## Task requirements
Put every line from the one with "Mark a point on each instance of the ponytail" through the one with "[(649, 536)]" into a Markdown table with the columns Number and Line, leaving out blank lines.

## Data shown

-- START --

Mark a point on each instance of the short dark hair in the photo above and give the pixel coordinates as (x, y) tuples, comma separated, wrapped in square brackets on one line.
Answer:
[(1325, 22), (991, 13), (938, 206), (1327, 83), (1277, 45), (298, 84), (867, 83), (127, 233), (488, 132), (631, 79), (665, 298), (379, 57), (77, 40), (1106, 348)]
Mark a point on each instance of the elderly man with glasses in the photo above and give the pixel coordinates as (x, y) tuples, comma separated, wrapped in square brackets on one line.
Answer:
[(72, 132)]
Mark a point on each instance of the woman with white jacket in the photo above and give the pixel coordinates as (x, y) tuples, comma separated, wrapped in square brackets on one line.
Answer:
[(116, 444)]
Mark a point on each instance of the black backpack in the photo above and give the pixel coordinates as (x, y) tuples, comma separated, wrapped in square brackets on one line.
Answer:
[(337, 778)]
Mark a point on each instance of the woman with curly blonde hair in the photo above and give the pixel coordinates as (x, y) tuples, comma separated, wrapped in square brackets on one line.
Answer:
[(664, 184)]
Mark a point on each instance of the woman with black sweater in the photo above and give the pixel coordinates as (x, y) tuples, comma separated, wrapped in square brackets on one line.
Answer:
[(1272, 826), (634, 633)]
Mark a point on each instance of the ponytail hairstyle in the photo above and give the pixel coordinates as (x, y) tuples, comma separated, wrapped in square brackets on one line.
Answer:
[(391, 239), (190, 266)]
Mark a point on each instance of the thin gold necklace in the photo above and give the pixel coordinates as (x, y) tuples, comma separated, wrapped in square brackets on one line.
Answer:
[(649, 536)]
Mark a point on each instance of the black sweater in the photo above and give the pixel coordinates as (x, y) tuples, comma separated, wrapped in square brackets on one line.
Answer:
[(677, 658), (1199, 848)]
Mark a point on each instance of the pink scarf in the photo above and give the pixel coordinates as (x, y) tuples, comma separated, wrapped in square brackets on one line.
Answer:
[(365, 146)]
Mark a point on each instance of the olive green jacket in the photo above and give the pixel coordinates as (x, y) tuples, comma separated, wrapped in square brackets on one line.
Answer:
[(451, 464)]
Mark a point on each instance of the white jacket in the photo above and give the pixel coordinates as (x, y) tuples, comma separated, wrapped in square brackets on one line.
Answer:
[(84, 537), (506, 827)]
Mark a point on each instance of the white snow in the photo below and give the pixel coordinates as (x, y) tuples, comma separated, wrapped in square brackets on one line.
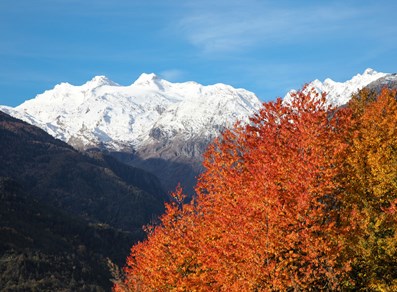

-- END --

## Exercise response
| Number | Line |
|---|---|
| 1 | Mark a point on each instance of the ponytail hairstyle in the photo above and give the pixel coordinates as (x, y) tuples, comma separated, wrapped in square brackets on one line. |
| 2 | Answer: |
| 3 | [(391, 239), (190, 266)] |
| 4 | Mark a point on each instance of the thin gold necklace in the photo above and give the pixel coordinates as (x, y) tuples, comma separated, wrapped in square brackets on one line. |
| 5 | Answer: |
| 6 | [(649, 536)] |